Re: How to handle ChannelFullException

Posted by Sverre Bakke <sv...@gmail.com>.
Hi,

Thanks for your feedback. I can of course switch to the multiport one
if the plain one is not maintained.

Back to the ChannelFullException issue. I can increase the channel
size, but the basic problem remains.. as long as the syslog client is
faster than the Flume sink, then this exception will occur and data
would be lost... I really believe that blocking so that the syslog
client must wait to send more data is the way to go for a robust
solution.

Lets assume that the syslog client reads batches of events e.g. from
file and send these as fast as possible to the Flume multiport tcp
syslog source. In such cases, the average event per second rate would
be medium, while in practice, there would be huge spikes where the
client would deliver as fast as possible. Instead of asking the client
to "slow down", Flume would accept the events and drop them. This
forces me as an admin to monitor the logs and try to guess which
events were dropped. If this happens, I can have a reliable and
persistent channel configured, but events will still be dropped thus
undermining the entire solution.



On Thu, Jan 29, 2015 at 4:56 PM, Jeff Lord <jl...@cloudera.com> wrote:
> Have you considered increasing the size of the memory channel? I haven't
> played with Kafka sink much but in regards to hdfs we often add sinks which
> can help to increase the flow of the channel.
> The multi port Syslog source is the way to go here as it will give better
> performance. We should probably go ahead and deprecate the vanilla syslog
> source.
>
>
> On Thursday, January 29, 2015, Sverre Bakke <sv...@gmail.com> wrote:
>>
>> Hi,
>>
>> I have a syslogtcp source using a default memory channel and Kafka
>> sink. When producing data as fast as possible (3000 syslog events in a
>> second), the source seems to accept all the data, but will crash due
>> to ChannelFullException when adding the event to the channel.
>>
>> Is there any way to throttle or otherwise wait receiving more syslog
>> events before channel is available again rather than crashing because
>> the channel is full? I would prefer that Flume would accept syslog
>> events slower rather than crashing and dropping events.
>>
>> 29 Jan 2015 16:26:56,721 ERROR [New I/O  worker #2]
>>
>> (org.apache.flume.source.SyslogTcpSource$syslogTcpHandler.messageReceived:94)

Dataset entries:
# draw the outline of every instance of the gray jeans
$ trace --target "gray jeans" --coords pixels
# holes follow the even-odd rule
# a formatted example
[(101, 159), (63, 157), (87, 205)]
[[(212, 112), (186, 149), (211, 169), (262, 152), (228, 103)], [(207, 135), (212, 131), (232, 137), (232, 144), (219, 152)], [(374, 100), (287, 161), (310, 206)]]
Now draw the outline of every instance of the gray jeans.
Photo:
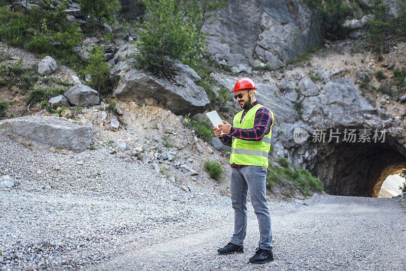
[(265, 197), (266, 168), (260, 166), (247, 166), (240, 169), (231, 168), (230, 188), (234, 209), (234, 233), (231, 243), (242, 246), (247, 233), (247, 198), (250, 189), (251, 200), (259, 227), (261, 249), (272, 250), (272, 229), (270, 214)]

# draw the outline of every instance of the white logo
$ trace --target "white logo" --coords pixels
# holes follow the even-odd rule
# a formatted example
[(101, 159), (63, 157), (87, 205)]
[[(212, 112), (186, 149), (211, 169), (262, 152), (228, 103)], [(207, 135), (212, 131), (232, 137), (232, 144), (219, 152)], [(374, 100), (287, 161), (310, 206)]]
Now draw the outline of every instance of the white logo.
[(302, 129), (297, 127), (293, 131), (293, 140), (295, 143), (300, 144), (307, 140), (309, 134)]

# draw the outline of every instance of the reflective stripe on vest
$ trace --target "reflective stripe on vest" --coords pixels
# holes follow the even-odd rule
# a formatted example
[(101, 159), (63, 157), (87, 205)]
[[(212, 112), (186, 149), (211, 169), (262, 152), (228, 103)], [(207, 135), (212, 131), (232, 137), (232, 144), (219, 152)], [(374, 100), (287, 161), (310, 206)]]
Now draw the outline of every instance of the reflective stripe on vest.
[[(252, 129), (254, 127), (255, 114), (263, 105), (257, 104), (250, 109), (240, 123), (243, 111), (234, 116), (233, 127), (236, 128)], [(270, 148), (270, 138), (272, 126), (274, 124), (274, 113), (269, 110), (272, 117), (272, 124), (269, 132), (258, 141), (244, 140), (233, 138), (230, 164), (238, 165), (258, 165), (268, 167), (268, 153)]]
[(257, 156), (263, 156), (268, 158), (268, 153), (262, 150), (255, 150), (254, 149), (245, 149), (244, 148), (233, 148), (231, 153), (236, 155), (255, 155)]

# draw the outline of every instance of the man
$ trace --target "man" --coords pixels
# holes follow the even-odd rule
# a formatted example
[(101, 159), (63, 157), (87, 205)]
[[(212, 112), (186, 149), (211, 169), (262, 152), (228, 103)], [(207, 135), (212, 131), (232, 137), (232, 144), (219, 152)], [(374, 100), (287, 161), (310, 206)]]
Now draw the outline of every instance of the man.
[[(247, 230), (247, 198), (250, 190), (251, 203), (258, 219), (259, 248), (250, 262), (264, 263), (274, 260), (270, 215), (265, 197), (268, 153), (274, 113), (255, 98), (257, 88), (250, 78), (238, 79), (231, 92), (243, 110), (237, 113), (232, 126), (223, 121), (213, 127), (216, 136), (232, 147), (230, 157), (230, 189), (234, 209), (234, 233), (230, 243), (217, 251), (220, 254), (244, 253)], [(225, 134), (221, 135), (221, 132)]]

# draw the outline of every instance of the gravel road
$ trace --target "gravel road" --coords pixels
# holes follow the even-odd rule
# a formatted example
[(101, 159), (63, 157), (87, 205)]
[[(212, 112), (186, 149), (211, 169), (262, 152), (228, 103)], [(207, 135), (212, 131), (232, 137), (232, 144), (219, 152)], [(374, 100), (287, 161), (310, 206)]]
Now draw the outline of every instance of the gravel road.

__Given exercise 1__. In the listing, rewrite the part that opens with the line containing "# draw the outline of every instance of the white" and closes with the line containing "155), (255, 155)]", changing "white logo" to "black logo" and leaving everything else unchanged. Return only that part.
__Given exercise 2__. Write what comes next in the mailing-list thread about Flume's ChannelFullException, picking up after its final line.
The listing has no connection to the mailing-list thread.

__Exercise response 1__.
# draw the outline of every instance of the black logo
$ trace --target "black logo" --coords pixels
# holes follow the even-odd rule
# a formatted example
[(101, 159), (63, 157), (87, 205)]
[[(212, 112), (186, 149), (211, 169), (262, 152), (228, 103)], [(207, 135), (212, 131), (232, 137), (232, 144), (219, 152)], [(374, 100), (287, 161), (310, 206)]]
Now draw the outline of every instance of the black logo.
[(302, 129), (297, 127), (293, 131), (293, 140), (295, 143), (300, 144), (307, 140), (309, 134)]

# draw the outline of every instance of the reflective stripe on vest
$ trace --target "reflective stripe on vest" --coords pixels
# holes follow the even-odd rule
# a formatted example
[(101, 159), (63, 157), (87, 205)]
[[(212, 112), (186, 149), (211, 169), (262, 152), (228, 103)], [(207, 135), (212, 131), (232, 137), (232, 144), (219, 152)], [(374, 100), (287, 161), (310, 206)]]
Now draw the outline of every instance of the reflective stripe on vest.
[[(252, 129), (254, 127), (255, 114), (263, 105), (257, 104), (250, 109), (240, 123), (243, 111), (234, 116), (233, 127), (236, 128)], [(270, 148), (270, 138), (272, 126), (274, 124), (274, 113), (269, 110), (272, 117), (272, 124), (269, 132), (258, 141), (244, 140), (233, 138), (230, 164), (238, 165), (258, 165), (268, 167), (268, 153)]]
[(257, 156), (263, 156), (268, 158), (268, 153), (262, 150), (255, 150), (254, 149), (245, 149), (244, 148), (233, 148), (231, 153), (236, 155), (255, 155)]

__Exercise response 2__.
>>  - Error writting to channel, event dropped
>>
>> Also, the syslogtcp seems to keep the syslog headers regardless of the
>> keepFields setting, is there any common reason for why this might
>> happen? In contrast, the multiport syslog tcp listener works as
>> expected with this particular setting.

Re: How to handle ChannelFullException

Posted by Jeff Lord <jl...@cloudera.com>.
Have you considered increasing the size of the memory channel? I haven't
played with Kafka sink much but in regards to hdfs we often add sinks which
can help to increase the flow of the channel.
The multi port Syslog source is the way to go here as it will give better
performance. We should probably go ahead and deprecate the vanilla syslog
source.

On Thursday, January 29, 2015, Sverre Bakke <sv...@gmail.com> wrote:

> Hi,
>
> I have a syslogtcp source using a default memory channel and Kafka
> sink. When producing data as fast as possible (3000 syslog events in a
> second), the source seems to accept all the data, but will crash due
> to ChannelFullException when adding the event to the channel.
>
> Is there any way to throttle or otherwise wait receiving more syslog
> events before channel is available again rather than crashing because
> the channel is full? I would prefer that Flume would accept syslog
> events slower rather than crashing and dropping events.
>
> 29 Jan 2015 16:26:56,721 ERROR [New I/O  worker #2]
>
> (org.apache.flume.source.SyslogTcpSource$syslogTcpHandler.messageReceived:94)
>  - Error writting to channel, event dropped
>
> Also, the syslogtcp seems to keep the syslog headers regardless of the
> keepFields setting, is there any common reason for why this might
> happen? In contrast, the multiport syslog tcp listener works as
> expected with this particular setting.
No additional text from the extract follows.